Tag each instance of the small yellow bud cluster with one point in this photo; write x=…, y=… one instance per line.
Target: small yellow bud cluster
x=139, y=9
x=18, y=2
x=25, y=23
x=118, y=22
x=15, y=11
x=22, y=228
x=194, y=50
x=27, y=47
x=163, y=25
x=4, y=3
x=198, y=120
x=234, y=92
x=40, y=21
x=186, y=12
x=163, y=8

+===+

* **YOUR INSTRUCTIONS**:
Copy out all of the material above, every line in its original order, without changing a single character.

* **EXERCISE OUTPUT**:
Tag each instance of the small yellow bud cluster with one point in this photo; write x=…, y=… one instance per line.
Target: small yellow bud cluster
x=139, y=9
x=18, y=2
x=25, y=23
x=118, y=22
x=15, y=11
x=22, y=228
x=194, y=50
x=27, y=47
x=163, y=25
x=4, y=3
x=198, y=120
x=234, y=92
x=40, y=21
x=186, y=12
x=163, y=8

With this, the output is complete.